- [Instrução]: Reescreva o trecho do excerto sobre crises financeiras que começa em "2. Então, estamos" e termina em "lentas e frustrantes.", alterando "prognóstico sombrio" para "prognóstico pessimista".

- [Excerto fornecido]:

/---

Num aparte, devemos notar que a interpretação que Reinhart e Rogoff fazem da Grande Depressão é, implicitamente, uma crítica a outras interpretações - em especial, a famosa declaração de Milton Friedman de que a Grande Depressão era fundamentalmente um falhanço da política monetária, que poderia ter sido facilmente evitado, se a Fed [Reserva Federal dos Estados Unidos] tivesse evitado uma diminuição na emissão de moeda. Apesar de This Time Is Different não fornecer uma discussão alargada dos acontecimentos que levaram à Grande Depressão, é fácil confirmar através de outras fontes que os últimos anos da década de 1920 se assemelharam muito ao prólogo de outras fortes crises financeiras: uma exuberância irracional nos mercados de valores, uma vaga de dívidas das famílias e um sistema bancário demasiado vasto. Houve até uma bolha do mercado imobiliário na Florida, imortalizada pelos Irmãos Marx no filme The Cocoanuts. "Você pode ter qualquer tipo de casa que quiser. Até pode ter stucco [estuque]. Oh, se pode ter estuque!" Não queremos sugerir que uma melhor política não teria aliviado os problemas, essa é uma questão a que voltaremos mais à frente. Mas a Grande Depressão parece ter sido muito mais o produto de dívida excessiva do sector privado do que o falhanço governamental que a corrente monetarista tornou lendário.

2. Então, estamos a sofrer uma grave crise financeira, no fundamental semelhante às do passado. O que nos diz a história que devemos esperar a seguir? É esse o tema do capítulo 14 do obra de Reinhart e Rogoff, intitulado "Após as crises financeiras". Este capítulo pode ser lido paralelamente a dois estudos do Fundo Monetário Internacional (FMI) que adoptam a mesma abordagem, publicados como capítulos das edições de Abril e Outubro de 2009 do boletim semestral World Economic Outlook. Os três estudos avançam com um prognóstico sombrio. O pós-crises financeiras tende a ser grave, brutal e prolongado, ou seja, as crises financeiras são normalmente seguidas por recessões profundas, e estas recessões são seguidas de recuperações lentas e frustrantes.

\---

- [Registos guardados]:
/---

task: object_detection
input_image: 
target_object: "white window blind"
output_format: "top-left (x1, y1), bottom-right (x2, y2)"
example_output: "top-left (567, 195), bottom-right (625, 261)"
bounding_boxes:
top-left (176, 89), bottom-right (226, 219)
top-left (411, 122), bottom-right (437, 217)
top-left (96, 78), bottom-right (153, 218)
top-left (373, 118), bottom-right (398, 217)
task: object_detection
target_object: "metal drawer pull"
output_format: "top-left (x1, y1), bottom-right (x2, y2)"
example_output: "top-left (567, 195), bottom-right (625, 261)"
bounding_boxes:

\---

- [Resolução da tarefa]:
2. Então, estamos a sofrer uma grave crise financeira, no fundamental semelhante às do passado. O que nos diz a história que devemos esperar a seguir? É esse o tema do capítulo 14 do obra de Reinhart e Rogoff, intitulado "Após as crises financeiras". Este capítulo pode ser lido paralelamente a dois estudos do Fundo Monetário Internacional (FMI) que adoptam a mesma abordagem, publicados como capítulos das edições de Abril e Outubro de 2009 do boletim semestral World Economic Outlook. Os três estudos avançam com um prognóstico pessimista. O pós-crises financeiras tende a ser grave, brutal e prolongado, ou seja, as crises financeiras são normalmente seguidas por recessões profundas, e estas recessões são seguidas de recuperações lentas e frustrantes.